» Exercise material
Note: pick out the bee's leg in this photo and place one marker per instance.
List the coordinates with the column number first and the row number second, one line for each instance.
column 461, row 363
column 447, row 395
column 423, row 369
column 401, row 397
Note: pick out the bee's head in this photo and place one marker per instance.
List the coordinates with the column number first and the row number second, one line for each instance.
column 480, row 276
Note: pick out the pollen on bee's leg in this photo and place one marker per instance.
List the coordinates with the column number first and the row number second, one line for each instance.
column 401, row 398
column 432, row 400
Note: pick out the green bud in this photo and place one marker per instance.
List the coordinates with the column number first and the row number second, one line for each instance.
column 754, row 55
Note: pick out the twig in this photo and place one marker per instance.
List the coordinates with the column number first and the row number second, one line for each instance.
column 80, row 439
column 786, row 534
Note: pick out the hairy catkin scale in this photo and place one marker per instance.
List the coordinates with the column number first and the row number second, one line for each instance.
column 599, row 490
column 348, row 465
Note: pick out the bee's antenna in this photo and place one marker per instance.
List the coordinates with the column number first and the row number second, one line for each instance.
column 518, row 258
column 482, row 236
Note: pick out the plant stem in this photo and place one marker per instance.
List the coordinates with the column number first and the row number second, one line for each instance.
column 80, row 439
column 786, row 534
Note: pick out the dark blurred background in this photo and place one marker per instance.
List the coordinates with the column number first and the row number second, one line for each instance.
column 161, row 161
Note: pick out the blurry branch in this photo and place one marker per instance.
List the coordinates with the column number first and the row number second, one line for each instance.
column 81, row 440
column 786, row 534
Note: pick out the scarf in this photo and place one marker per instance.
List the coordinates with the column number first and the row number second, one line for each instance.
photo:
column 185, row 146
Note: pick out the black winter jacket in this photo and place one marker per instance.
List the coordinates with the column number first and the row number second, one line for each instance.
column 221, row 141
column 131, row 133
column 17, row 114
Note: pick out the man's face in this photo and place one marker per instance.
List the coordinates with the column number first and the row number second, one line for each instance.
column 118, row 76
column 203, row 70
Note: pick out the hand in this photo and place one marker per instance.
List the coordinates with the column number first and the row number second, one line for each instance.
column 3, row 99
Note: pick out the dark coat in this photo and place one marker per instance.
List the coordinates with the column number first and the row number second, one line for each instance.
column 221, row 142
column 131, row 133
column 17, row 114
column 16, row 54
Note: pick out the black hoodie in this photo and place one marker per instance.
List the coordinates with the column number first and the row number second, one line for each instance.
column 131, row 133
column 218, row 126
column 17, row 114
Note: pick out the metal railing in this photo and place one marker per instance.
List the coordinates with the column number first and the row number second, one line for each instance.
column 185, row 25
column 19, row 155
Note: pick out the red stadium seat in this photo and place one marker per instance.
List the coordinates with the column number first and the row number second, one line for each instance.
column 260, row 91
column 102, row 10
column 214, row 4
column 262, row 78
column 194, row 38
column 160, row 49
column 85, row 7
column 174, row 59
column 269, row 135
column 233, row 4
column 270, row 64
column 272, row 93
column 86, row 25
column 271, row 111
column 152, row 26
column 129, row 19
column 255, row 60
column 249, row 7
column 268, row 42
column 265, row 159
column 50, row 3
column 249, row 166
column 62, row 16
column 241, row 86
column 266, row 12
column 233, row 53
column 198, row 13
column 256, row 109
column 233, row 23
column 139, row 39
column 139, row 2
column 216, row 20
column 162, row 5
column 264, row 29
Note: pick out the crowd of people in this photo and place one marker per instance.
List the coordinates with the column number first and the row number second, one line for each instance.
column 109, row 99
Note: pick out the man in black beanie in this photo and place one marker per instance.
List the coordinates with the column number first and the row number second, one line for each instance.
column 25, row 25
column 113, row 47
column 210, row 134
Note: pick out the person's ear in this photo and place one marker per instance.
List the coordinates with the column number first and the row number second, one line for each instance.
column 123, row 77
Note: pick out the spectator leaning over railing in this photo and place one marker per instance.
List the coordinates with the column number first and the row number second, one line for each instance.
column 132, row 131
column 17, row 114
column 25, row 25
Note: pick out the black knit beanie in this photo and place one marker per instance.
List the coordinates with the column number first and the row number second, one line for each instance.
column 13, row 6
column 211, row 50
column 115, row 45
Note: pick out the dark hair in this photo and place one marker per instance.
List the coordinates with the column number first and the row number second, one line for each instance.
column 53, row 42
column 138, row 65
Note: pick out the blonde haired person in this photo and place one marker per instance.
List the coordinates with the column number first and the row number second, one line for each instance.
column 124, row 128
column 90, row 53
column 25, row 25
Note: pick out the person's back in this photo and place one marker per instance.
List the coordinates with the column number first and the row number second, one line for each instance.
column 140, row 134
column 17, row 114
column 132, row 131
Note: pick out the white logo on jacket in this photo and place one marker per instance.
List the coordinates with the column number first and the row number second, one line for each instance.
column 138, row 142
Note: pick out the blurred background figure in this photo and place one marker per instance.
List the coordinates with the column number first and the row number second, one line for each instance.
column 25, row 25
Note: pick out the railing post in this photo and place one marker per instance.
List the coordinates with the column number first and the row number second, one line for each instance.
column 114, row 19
* * *
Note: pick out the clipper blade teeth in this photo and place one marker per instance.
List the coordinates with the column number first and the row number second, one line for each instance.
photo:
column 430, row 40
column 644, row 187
* * *
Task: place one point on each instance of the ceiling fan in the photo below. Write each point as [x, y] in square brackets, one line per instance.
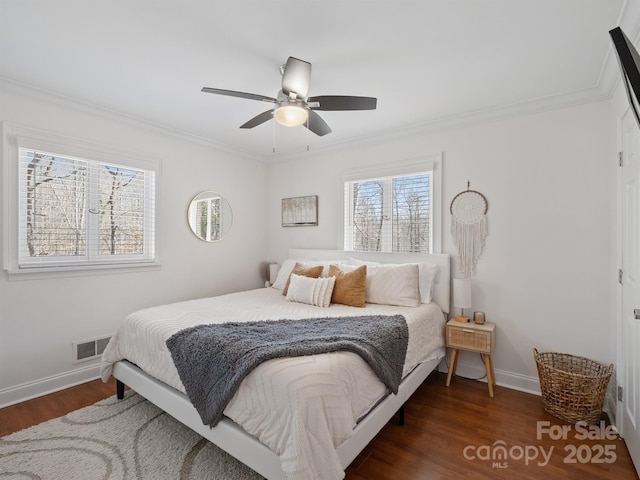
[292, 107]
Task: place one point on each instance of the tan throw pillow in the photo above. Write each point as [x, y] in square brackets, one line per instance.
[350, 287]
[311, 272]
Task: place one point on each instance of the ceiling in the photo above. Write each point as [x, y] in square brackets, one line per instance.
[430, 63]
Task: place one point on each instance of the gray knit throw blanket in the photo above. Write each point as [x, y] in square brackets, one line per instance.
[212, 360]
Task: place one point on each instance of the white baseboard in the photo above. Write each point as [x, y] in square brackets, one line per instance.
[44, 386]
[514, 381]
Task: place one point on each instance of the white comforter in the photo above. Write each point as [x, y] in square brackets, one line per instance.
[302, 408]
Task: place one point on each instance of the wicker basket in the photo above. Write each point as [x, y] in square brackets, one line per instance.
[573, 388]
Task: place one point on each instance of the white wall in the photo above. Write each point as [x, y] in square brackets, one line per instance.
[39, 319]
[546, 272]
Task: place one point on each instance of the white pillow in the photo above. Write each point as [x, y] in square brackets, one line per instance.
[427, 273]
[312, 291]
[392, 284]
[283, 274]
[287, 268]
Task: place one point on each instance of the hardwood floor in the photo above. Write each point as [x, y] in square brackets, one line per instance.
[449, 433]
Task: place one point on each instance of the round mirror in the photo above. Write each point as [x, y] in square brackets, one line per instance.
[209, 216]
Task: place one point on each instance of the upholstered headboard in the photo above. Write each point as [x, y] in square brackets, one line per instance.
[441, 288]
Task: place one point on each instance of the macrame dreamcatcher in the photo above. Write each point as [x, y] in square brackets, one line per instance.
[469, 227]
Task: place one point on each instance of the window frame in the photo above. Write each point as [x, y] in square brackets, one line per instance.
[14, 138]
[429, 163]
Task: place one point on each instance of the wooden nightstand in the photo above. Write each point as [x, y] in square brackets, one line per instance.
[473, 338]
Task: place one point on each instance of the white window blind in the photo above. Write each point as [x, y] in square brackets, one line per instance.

» Your goal
Which lines of the data above contain the string "jacket"? Copy each of them.

» Written solution
Note: pick out the black winter jacket in this photo and place one marker per instance.
Note: pick out the white logo on jacket in this photo and place one marker per instance.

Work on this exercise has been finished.